╭─ Given records
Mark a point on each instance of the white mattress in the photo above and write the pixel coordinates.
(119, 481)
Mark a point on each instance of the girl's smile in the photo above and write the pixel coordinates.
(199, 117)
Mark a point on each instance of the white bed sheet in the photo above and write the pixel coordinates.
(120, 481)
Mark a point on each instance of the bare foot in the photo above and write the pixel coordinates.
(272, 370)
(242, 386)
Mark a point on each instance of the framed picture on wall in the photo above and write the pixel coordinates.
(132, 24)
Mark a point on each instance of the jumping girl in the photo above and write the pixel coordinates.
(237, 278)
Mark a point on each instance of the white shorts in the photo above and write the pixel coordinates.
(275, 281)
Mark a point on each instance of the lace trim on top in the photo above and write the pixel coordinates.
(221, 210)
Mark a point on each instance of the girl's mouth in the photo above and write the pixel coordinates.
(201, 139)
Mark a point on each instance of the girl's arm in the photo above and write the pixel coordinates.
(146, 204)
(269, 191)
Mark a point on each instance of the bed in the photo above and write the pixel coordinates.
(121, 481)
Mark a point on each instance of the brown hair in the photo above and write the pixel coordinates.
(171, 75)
╰─
╭─ Given records
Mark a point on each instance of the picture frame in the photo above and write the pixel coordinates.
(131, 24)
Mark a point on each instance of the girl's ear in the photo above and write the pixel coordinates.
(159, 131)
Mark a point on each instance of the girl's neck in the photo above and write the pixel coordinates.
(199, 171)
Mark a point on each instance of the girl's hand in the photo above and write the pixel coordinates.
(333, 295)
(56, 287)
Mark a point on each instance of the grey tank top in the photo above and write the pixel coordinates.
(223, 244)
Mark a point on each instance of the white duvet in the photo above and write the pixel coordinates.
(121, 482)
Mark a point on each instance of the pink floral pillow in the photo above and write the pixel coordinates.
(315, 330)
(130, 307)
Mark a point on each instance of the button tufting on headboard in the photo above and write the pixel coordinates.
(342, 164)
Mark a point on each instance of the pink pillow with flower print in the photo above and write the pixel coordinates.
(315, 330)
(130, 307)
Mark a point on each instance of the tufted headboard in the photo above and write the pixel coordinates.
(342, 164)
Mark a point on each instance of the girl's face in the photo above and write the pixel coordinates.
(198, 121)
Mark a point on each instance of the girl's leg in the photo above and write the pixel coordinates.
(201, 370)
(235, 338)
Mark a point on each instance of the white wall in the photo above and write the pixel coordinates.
╰─
╭─ Given records
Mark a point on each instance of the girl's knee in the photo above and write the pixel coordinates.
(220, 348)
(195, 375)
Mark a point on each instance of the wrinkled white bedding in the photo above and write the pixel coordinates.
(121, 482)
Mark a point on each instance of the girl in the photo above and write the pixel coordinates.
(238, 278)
╰─
[Directions for this task] Update the records from the line with "Mark a point on each instance of the button" to the line with "Mark a point on each instance of the white wall" by changing "headboard" to "bedhead" and keeping everything else the same. Give back only those lines.

[Response for this exercise]
Mark a point on each instance of the button tufting on bedhead in the photo above and write the pixel coordinates.
(342, 164)
Mark a point on each instance of the pink pillow with flower print in the photo above and write the pixel coordinates.
(315, 330)
(130, 307)
Mark a point on each instance of the tufted bedhead in the photo above and write the pixel coordinates.
(342, 164)
Mark a point on each instance of the girl's face in the photo above and write the pixel coordinates.
(198, 121)
Mark a point on each instance of the girl's leg in the photo above and write the pixel coordinates.
(201, 370)
(235, 338)
Mark a point on each instance of the white wall in the photo above and write the pixel coordinates.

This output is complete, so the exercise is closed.